EXERCISE TASK:
Reproduce verbatim the portion of the entries below that opens with the line containing "Question. Locate the thumb" and runs through the end of the entries, including that first line.
╭─ TASK MATERIAL
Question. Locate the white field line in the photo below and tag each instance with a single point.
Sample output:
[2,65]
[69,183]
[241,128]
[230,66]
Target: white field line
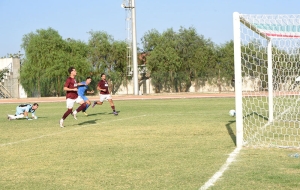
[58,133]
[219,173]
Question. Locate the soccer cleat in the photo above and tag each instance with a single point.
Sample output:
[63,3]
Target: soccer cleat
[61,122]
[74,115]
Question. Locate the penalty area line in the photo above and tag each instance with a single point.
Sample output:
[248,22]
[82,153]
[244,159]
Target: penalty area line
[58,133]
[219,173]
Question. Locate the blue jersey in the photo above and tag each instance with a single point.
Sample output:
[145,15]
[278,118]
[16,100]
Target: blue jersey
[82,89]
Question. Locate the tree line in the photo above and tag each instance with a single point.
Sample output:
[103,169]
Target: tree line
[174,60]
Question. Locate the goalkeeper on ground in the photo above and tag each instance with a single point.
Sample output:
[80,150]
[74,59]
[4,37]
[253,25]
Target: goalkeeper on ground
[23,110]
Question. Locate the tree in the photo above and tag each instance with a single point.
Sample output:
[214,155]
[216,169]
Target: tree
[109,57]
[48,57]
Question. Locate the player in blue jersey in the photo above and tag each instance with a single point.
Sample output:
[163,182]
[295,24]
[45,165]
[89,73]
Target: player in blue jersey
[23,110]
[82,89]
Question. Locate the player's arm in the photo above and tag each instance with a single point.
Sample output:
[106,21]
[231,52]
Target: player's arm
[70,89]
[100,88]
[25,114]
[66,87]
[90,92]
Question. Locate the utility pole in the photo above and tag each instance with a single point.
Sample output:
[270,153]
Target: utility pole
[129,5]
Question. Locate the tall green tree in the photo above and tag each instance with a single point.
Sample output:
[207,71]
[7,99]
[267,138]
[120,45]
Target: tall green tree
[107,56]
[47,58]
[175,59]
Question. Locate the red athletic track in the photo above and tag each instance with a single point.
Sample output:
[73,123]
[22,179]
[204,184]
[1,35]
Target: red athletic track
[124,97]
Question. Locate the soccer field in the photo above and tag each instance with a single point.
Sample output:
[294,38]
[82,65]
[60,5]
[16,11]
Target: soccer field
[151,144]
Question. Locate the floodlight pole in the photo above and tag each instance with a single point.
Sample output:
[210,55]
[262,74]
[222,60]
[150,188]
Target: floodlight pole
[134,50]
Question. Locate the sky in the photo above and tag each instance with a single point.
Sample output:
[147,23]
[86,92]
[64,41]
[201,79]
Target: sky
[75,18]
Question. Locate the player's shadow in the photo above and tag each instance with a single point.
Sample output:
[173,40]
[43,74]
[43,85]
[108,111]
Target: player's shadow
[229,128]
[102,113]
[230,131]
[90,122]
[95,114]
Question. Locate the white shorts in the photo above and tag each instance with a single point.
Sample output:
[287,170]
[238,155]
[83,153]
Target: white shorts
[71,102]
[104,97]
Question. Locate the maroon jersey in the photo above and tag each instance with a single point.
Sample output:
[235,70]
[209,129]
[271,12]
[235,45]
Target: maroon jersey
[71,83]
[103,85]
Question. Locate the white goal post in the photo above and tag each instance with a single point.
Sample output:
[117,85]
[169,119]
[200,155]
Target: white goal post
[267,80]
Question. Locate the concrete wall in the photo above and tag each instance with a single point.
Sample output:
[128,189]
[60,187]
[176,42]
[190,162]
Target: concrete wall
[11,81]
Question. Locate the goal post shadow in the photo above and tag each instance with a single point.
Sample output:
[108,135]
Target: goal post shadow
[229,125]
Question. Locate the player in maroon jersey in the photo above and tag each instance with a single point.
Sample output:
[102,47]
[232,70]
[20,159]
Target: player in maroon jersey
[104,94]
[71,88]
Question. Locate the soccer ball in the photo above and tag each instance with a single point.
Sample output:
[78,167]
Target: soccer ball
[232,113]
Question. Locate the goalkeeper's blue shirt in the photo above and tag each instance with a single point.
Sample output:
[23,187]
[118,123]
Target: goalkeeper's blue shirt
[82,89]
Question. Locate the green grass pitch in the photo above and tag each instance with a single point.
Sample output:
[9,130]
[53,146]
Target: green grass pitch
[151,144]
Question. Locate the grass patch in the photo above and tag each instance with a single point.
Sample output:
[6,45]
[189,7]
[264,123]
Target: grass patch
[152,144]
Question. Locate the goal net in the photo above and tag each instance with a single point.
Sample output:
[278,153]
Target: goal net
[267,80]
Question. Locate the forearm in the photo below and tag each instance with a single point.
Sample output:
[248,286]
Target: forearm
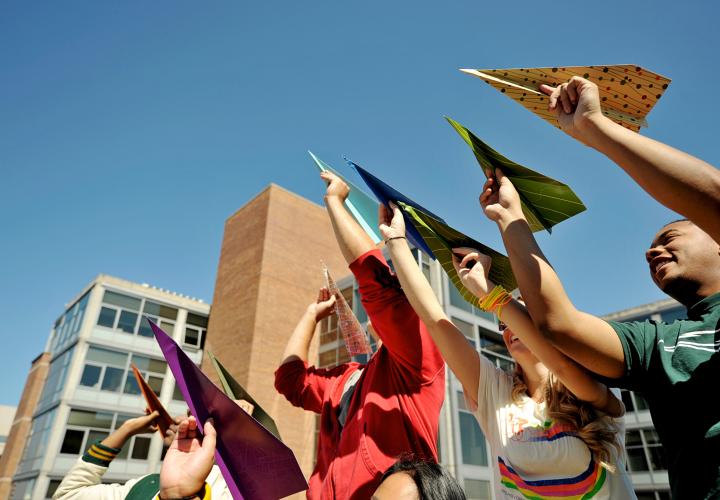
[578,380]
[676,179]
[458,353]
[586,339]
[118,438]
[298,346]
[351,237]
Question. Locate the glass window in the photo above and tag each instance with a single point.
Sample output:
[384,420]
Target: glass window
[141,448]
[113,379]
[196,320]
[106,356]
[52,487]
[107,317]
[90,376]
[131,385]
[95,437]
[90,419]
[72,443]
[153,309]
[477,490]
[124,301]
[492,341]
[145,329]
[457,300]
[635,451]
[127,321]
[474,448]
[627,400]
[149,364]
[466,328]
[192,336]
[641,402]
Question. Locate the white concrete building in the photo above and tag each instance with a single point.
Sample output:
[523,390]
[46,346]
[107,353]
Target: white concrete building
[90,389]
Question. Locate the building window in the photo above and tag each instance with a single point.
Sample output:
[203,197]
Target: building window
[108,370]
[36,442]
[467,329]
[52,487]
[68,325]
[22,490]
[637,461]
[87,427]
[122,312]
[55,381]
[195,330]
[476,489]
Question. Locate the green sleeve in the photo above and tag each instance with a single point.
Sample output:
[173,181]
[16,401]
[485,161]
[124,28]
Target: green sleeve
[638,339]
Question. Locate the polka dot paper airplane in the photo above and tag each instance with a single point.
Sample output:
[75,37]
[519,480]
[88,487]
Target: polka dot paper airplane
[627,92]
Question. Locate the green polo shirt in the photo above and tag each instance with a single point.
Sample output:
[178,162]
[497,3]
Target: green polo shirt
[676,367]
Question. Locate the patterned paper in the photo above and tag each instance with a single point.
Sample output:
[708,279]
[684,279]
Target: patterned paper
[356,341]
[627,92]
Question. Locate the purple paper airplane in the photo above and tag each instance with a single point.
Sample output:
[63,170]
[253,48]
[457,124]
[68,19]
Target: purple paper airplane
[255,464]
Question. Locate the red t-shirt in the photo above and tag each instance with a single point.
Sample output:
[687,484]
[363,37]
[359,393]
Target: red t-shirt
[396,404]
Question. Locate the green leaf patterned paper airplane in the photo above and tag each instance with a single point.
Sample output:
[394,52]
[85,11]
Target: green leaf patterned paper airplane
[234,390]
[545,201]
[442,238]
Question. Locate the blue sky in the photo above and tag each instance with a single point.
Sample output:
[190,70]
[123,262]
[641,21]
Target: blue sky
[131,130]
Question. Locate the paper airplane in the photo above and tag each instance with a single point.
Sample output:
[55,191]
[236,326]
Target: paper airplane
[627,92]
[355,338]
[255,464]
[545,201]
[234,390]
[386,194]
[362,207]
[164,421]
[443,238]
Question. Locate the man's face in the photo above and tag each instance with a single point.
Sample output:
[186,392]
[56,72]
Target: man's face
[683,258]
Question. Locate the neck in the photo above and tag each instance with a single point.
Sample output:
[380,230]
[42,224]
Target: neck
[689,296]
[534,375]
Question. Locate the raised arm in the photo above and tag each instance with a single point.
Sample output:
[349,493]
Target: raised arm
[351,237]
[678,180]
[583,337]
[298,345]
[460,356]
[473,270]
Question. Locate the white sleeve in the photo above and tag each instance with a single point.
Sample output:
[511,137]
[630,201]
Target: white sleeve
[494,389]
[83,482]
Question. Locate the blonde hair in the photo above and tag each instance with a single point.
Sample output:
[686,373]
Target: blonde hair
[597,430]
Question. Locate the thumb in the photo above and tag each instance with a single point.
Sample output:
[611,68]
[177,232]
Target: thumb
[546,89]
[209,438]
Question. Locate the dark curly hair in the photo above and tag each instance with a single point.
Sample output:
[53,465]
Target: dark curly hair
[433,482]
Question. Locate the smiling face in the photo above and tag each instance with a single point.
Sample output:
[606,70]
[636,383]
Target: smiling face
╰─
RESPONSE TO THIS EXERCISE:
Question. Locate the thumb in the photo above and tag each instance with a single point.
Sample output:
[611,68]
[177,232]
Target: thumb
[546,89]
[209,438]
Question. Locate the dark curly hair in the photo above and tag each instance with a single point.
Sample output:
[53,465]
Target: dark curly hair
[433,482]
Question. Locate the smiling face in the photo above and tag each instance with a single point.
Sample output:
[606,70]
[636,383]
Target: smiling face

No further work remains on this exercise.